Requirement 1: In the interview about the film Sleeping Dogs, what kind of crisis does AC say the main character is going through?
Requirement 2: Pick up the interview about the film Sleeping Dogs after its last line and keep writing it.

Study text:
--------------------------------------------------
EM - There are many overarching themes in the film - the enduring friendship of the detectives, the themes of memory, of jealousy - ultimately what is the film about, in your words?

Tommy Flanagan and Russell Crowe in SLEEPING DOGS

AC - I think it’s a story about a man who is in crisis, and his crisis is an existential one. It’s an identity crisis. He’s asking himself “Who am I?” It’s a man who is bereft of memory, which gives us context of who we are, so he feels isolated, lost, and disconnected. He’s on a journey of discovery that allows him to reconnect with his history so he can feel a part of the world again, but in doing so finds out some things about himself and his past that are complicated. It’s really the journey of a man in crisis and through the journey of the experience he is made more whole again. While that doesn’t always mean it’s better, he is made more whole. He’s a fragmented person who is made more whole.


EM - When did you start working on this? Because when I hear that I hear a sort of Pandemic-adjacent theme in there.
--------------------------------------------------
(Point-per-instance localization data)
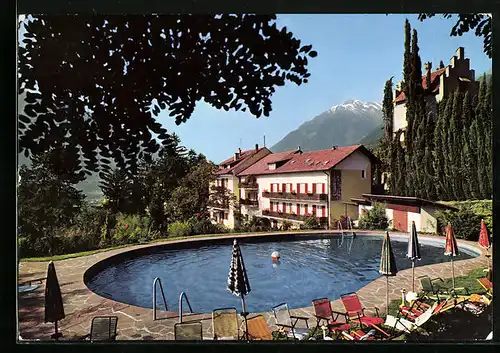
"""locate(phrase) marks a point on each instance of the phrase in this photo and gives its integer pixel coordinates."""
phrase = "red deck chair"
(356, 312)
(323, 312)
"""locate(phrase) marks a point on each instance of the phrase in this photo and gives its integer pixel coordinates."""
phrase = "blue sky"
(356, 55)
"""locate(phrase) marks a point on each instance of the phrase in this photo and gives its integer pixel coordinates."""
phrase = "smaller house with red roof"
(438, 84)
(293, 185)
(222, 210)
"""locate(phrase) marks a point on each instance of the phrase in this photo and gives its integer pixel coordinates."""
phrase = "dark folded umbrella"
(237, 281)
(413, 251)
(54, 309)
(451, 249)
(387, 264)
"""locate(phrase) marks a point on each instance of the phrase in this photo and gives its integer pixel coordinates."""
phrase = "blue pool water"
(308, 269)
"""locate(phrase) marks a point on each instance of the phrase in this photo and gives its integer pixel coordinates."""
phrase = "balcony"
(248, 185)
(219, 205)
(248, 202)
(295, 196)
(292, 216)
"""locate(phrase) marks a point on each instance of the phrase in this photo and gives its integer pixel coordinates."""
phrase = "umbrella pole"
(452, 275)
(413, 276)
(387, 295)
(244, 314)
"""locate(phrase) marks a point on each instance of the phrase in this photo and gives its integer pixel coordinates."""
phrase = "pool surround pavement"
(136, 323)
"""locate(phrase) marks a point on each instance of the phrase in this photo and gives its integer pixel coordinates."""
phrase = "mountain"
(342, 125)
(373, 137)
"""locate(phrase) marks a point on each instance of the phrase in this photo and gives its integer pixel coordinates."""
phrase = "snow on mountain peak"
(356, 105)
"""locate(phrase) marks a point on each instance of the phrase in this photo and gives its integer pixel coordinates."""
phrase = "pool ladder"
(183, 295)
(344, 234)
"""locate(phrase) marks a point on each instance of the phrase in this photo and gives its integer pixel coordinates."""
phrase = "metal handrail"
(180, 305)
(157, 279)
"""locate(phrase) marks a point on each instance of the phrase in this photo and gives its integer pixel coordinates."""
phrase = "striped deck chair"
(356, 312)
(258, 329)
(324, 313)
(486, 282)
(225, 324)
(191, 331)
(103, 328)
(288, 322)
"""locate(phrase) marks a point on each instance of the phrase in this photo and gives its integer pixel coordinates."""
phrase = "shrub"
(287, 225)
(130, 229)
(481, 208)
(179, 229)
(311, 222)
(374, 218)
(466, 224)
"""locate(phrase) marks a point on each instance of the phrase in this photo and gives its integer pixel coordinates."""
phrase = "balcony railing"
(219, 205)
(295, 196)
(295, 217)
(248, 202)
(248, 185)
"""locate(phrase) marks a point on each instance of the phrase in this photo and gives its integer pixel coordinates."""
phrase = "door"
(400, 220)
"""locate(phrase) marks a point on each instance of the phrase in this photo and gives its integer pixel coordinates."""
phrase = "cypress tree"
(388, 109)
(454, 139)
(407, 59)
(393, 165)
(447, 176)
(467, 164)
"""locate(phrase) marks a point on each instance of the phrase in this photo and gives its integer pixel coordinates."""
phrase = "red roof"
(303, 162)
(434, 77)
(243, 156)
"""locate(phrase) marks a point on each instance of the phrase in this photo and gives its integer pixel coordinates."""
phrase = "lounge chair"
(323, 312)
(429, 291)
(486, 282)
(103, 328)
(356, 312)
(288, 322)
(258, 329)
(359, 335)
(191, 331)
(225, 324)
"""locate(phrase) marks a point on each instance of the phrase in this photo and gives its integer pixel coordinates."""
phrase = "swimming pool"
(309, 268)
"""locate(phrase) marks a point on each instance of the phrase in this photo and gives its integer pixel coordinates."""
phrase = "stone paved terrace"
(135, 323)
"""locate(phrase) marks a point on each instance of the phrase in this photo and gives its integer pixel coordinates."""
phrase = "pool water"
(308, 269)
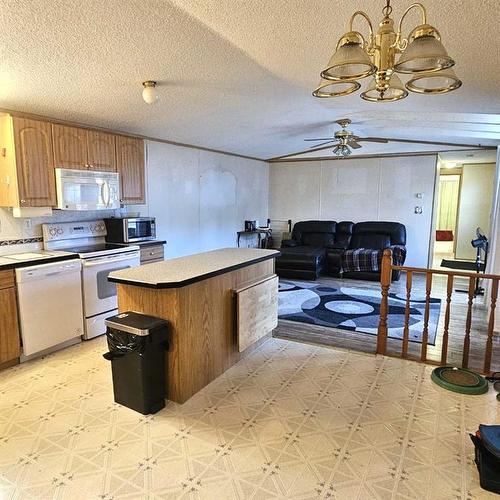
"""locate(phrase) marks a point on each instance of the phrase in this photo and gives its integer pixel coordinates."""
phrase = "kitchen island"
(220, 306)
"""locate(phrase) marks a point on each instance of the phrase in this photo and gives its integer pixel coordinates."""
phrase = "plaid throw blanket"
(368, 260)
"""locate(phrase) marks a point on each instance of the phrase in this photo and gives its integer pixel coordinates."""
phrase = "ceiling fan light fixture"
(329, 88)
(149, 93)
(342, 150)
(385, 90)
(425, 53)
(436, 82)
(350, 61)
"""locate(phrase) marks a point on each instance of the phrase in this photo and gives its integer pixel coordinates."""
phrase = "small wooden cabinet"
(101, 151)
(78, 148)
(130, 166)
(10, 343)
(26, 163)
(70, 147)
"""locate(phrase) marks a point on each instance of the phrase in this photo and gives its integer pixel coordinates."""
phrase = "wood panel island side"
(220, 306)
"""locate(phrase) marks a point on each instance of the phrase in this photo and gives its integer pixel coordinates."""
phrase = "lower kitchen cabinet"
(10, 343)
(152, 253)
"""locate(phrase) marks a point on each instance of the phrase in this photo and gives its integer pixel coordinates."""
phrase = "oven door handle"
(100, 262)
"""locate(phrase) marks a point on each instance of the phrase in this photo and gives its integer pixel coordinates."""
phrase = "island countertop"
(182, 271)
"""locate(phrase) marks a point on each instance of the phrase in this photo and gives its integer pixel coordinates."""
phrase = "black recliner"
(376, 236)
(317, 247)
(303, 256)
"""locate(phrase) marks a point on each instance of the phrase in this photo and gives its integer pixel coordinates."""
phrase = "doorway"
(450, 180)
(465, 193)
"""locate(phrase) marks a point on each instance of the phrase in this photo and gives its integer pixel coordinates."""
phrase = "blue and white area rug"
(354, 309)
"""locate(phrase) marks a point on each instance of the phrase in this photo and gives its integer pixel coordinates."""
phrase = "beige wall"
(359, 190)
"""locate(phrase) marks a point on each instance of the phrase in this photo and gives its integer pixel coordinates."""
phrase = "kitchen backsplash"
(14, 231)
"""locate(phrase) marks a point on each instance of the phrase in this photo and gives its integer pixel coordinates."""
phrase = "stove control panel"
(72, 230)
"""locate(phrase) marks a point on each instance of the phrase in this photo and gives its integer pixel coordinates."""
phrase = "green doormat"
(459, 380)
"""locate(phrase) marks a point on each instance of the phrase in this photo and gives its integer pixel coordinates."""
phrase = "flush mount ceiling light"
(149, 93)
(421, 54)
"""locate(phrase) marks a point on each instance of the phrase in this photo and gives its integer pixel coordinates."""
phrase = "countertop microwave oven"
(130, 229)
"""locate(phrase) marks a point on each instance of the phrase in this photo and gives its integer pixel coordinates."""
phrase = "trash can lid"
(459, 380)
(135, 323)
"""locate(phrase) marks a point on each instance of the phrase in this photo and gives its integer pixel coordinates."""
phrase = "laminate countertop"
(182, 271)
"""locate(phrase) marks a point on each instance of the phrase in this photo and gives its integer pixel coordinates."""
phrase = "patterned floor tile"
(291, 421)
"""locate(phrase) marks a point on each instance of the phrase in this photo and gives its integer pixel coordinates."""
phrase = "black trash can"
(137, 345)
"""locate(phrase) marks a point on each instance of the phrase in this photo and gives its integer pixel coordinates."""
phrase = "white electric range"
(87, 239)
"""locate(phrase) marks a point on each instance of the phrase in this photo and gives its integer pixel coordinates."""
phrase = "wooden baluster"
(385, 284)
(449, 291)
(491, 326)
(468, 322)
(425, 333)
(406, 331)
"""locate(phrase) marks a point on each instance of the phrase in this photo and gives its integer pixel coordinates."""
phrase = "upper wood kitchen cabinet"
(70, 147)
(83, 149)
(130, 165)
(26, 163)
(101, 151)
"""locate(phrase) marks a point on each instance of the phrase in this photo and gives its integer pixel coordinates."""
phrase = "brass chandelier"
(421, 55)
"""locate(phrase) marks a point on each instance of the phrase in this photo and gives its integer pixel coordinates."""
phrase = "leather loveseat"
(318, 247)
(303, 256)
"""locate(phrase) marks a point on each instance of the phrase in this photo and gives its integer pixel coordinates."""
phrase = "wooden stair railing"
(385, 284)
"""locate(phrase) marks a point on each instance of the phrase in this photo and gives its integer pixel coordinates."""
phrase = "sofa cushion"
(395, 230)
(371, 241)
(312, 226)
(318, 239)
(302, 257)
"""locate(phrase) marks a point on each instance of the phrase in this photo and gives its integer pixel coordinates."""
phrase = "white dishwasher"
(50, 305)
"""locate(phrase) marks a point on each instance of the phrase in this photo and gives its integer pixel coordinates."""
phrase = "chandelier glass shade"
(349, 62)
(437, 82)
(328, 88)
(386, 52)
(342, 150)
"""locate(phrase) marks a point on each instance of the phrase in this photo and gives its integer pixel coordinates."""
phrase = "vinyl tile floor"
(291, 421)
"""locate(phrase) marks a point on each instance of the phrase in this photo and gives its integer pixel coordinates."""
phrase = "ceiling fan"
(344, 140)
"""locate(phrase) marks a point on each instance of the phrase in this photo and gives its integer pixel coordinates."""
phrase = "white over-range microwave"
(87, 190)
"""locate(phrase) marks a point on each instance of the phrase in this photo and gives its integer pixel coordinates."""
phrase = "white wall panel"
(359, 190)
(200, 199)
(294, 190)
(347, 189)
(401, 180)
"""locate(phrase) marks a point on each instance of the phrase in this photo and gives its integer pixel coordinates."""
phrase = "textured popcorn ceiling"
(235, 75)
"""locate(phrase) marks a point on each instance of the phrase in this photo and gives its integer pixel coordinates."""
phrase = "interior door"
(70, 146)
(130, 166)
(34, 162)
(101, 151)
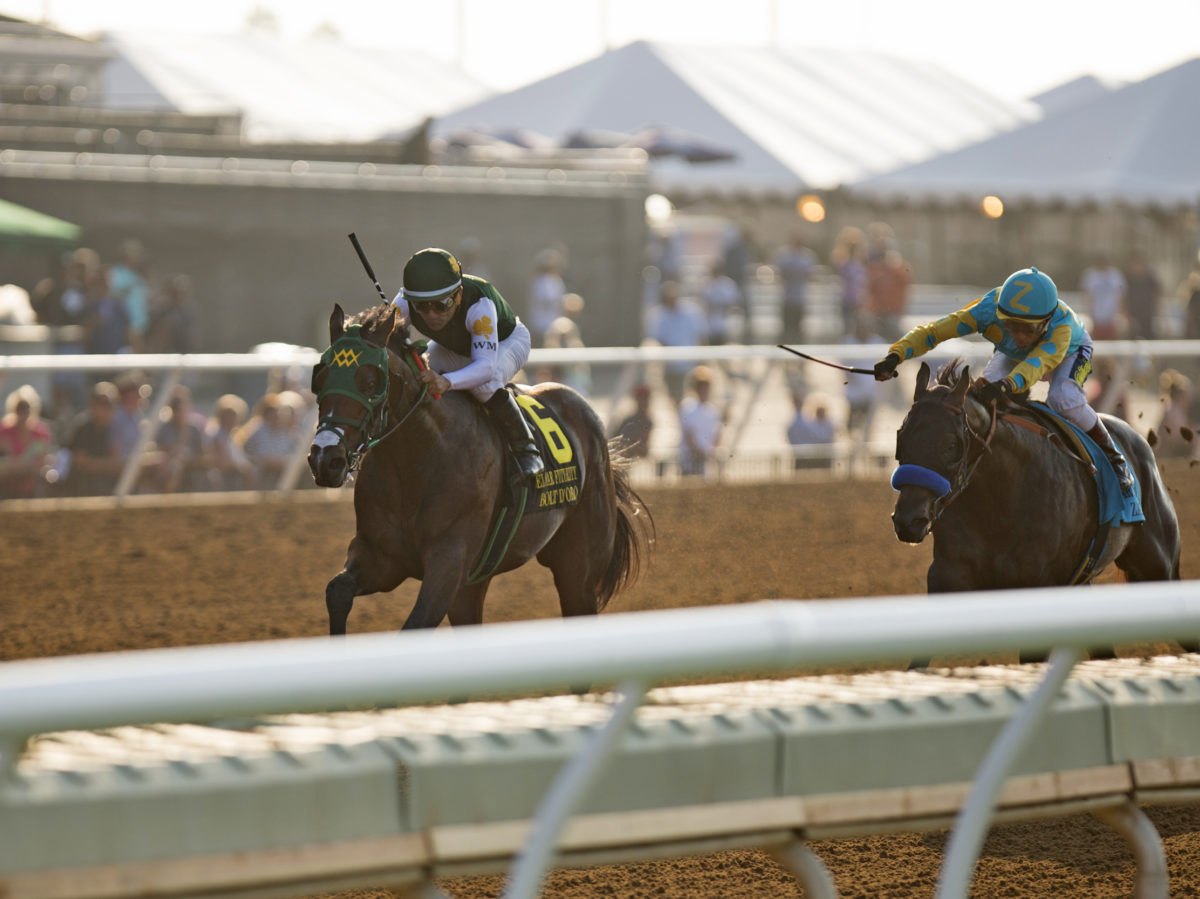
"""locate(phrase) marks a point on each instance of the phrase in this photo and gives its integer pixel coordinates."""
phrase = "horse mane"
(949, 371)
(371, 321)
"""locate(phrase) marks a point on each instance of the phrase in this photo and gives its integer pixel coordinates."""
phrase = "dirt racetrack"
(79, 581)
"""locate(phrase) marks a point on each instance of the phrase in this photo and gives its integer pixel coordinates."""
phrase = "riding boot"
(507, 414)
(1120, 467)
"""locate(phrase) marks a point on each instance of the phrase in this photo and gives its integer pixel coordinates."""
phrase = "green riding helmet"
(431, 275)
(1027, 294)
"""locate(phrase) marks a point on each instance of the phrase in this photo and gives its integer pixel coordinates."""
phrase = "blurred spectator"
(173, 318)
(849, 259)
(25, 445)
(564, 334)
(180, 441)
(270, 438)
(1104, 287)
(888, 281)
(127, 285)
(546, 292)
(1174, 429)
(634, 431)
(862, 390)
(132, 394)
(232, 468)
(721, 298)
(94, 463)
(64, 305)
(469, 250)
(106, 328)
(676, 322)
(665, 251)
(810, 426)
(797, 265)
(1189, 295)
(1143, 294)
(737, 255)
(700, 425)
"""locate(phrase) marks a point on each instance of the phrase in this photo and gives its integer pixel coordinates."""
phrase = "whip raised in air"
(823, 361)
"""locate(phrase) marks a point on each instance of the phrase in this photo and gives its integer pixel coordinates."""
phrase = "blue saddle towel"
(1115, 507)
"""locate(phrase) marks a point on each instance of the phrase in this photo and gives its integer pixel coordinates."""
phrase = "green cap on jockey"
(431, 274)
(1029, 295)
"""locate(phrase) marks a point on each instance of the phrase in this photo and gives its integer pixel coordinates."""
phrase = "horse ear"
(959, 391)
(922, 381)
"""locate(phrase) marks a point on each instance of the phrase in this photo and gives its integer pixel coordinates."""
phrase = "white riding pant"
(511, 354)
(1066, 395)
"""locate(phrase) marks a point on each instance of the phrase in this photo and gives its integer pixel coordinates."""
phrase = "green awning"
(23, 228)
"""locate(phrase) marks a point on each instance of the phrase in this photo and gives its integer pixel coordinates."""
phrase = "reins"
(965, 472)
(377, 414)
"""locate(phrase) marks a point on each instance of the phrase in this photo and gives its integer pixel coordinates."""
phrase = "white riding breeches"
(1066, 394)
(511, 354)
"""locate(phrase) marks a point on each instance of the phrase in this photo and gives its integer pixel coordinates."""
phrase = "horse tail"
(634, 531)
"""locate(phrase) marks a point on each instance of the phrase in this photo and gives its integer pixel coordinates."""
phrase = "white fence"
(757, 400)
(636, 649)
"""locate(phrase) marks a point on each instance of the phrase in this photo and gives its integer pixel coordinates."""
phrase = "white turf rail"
--------------------------------------------------
Response 1: An existential one, which AC also calls an identity crisis.

Response 2:
AC - I got the book handed to me in 2016.


EM - Another tumultuous year.


AC - Yeah, so we’ve been working on it for seven years, which I guess is kind of the norm in our business. It takes a long time to mount things, especially smaller movies, you know? But yeah we began in 2016. I think I’m drawn to characters who are in crisis, be it of faith, identity, financial, familiar, whatever - I’m drawn to that. I guess, sort of looking back on my work, identity does seem to be a part of it. Not intentionally, necessarily, but I guess I like stories about characters that find something out about themselves that they didn’t know. Like, EXODUS is a big, biblical narrative but at the core it’s about a man who has lived his whole life as one thing but then he finds out something else about himself and it changes the trajectory of his life. Same thing with ASSASSIN’S CREED, Michael Fassbender’s character is a man who, when you meet him, is on death row and then he learns that he descends from a lineage of assassins and a whole secret history that he didn’t know anything about. So, I think I like that because the plotting becomes a mechanism by which character is revealed. Which is really what the plot is in this story: he’s putting a puzzle back together -


EM - Literally.


AC - Both literally and figuratively, he’s putting a puzzle back together and that puzzle is a puzzle of himself.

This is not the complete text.